:: Requirement ::
If a line below contains the string "neighbouring", return that line.
=== Data for this exercise ===
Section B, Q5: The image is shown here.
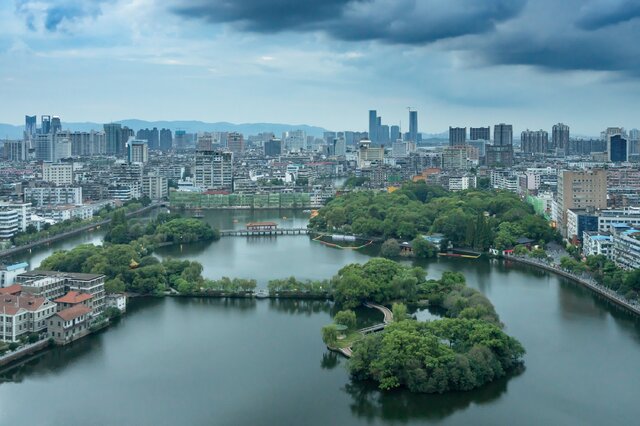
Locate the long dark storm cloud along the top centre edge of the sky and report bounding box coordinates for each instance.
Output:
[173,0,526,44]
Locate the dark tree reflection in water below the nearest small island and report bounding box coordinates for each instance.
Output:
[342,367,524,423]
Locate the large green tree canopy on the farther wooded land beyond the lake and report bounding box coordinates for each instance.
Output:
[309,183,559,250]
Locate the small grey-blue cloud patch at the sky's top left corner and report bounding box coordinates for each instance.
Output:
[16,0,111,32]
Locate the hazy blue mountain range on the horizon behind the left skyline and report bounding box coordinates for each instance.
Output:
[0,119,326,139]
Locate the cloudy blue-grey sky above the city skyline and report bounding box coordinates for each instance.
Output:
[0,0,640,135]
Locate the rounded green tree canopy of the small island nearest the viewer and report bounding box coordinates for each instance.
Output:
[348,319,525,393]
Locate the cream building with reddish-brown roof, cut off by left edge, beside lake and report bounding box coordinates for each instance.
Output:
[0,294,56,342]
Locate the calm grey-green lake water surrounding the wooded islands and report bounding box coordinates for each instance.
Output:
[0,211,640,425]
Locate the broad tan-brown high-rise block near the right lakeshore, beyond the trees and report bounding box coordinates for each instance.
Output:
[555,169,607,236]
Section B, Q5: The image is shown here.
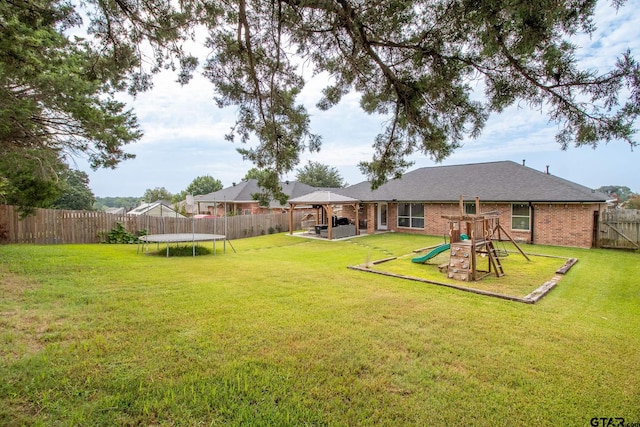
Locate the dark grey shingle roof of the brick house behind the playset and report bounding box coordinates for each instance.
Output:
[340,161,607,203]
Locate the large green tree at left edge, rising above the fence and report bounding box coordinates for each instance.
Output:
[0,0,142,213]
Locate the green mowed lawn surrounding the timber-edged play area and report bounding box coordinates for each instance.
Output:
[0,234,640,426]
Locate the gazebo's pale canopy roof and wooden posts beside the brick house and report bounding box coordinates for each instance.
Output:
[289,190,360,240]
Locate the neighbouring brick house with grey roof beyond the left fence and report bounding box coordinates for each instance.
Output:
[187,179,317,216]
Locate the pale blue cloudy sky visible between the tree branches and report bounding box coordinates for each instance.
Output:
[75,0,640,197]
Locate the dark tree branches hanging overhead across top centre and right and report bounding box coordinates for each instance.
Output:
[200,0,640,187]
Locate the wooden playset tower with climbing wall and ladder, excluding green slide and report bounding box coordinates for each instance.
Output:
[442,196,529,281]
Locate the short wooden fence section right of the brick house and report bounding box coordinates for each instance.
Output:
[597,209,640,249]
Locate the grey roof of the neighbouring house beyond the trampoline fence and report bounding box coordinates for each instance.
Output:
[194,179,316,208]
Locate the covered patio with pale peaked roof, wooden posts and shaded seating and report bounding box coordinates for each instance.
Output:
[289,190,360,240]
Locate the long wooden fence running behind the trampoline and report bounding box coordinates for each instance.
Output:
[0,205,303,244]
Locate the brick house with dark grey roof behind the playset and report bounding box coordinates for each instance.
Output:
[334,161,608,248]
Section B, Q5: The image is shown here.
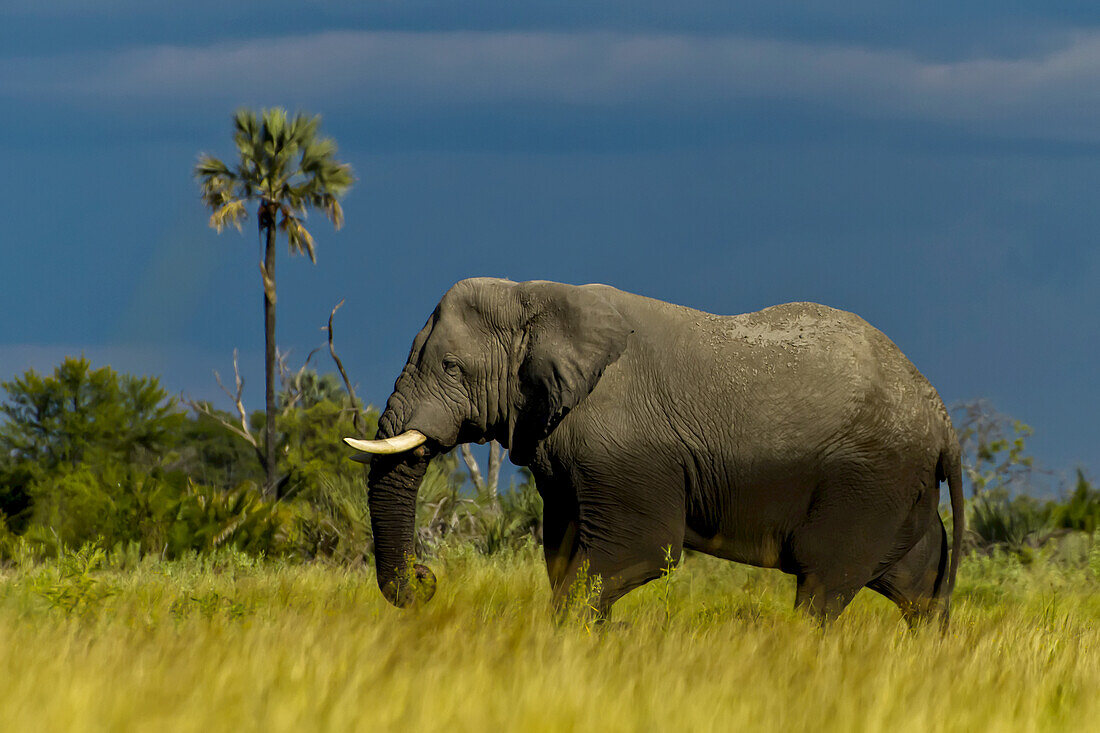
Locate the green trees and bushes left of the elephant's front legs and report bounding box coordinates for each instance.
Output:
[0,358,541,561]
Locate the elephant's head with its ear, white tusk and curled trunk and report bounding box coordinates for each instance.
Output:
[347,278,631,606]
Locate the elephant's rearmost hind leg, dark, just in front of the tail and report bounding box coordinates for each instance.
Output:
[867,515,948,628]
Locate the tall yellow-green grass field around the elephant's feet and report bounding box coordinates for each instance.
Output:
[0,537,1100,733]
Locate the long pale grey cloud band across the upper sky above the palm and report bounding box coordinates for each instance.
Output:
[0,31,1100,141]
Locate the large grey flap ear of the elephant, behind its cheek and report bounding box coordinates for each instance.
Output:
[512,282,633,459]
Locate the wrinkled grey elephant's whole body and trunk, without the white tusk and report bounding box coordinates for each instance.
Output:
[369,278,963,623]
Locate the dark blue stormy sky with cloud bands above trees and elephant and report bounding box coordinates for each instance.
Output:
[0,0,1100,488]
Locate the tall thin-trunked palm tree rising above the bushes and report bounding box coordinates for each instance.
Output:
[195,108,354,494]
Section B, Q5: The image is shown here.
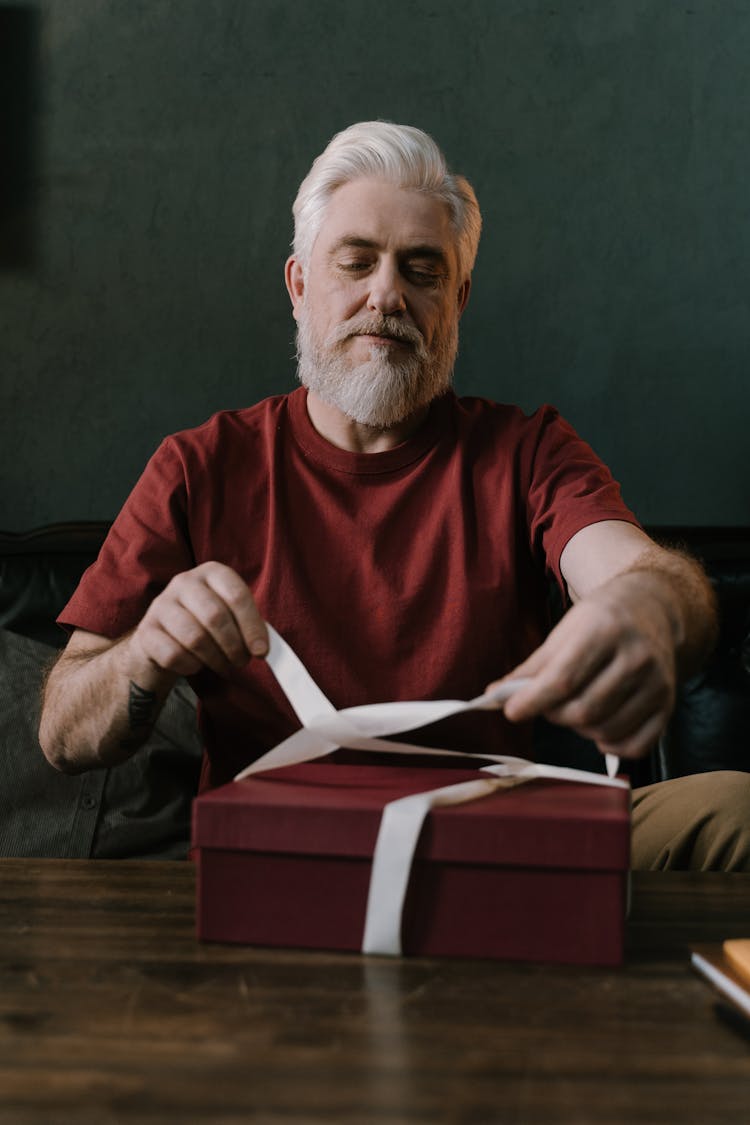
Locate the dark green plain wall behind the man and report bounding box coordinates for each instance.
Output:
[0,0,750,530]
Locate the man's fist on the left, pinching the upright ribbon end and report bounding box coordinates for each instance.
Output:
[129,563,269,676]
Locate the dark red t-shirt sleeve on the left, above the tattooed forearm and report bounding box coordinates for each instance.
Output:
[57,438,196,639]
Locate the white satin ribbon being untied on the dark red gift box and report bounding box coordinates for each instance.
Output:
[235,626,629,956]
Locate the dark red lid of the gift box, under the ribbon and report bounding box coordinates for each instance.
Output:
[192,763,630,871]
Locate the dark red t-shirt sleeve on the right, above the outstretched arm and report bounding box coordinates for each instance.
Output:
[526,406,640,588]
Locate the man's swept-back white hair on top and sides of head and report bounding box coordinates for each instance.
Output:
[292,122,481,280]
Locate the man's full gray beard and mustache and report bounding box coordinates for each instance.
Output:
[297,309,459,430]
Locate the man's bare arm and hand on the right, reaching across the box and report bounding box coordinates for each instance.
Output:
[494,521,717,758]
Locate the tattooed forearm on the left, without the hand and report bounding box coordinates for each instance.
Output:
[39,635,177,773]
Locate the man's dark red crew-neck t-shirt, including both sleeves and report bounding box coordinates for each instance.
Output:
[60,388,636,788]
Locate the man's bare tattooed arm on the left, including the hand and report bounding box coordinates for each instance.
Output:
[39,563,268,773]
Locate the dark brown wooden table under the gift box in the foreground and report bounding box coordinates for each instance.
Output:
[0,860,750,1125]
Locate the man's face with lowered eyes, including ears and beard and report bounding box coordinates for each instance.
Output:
===
:: Response to the task ::
Locate the neighbouring brick house with grey roof beyond the left fence and report bounding box coordinates for each instance.
Locate the grey roof of the neighbouring house beyond the trampoline fence and report bounding box coordinates for each instance.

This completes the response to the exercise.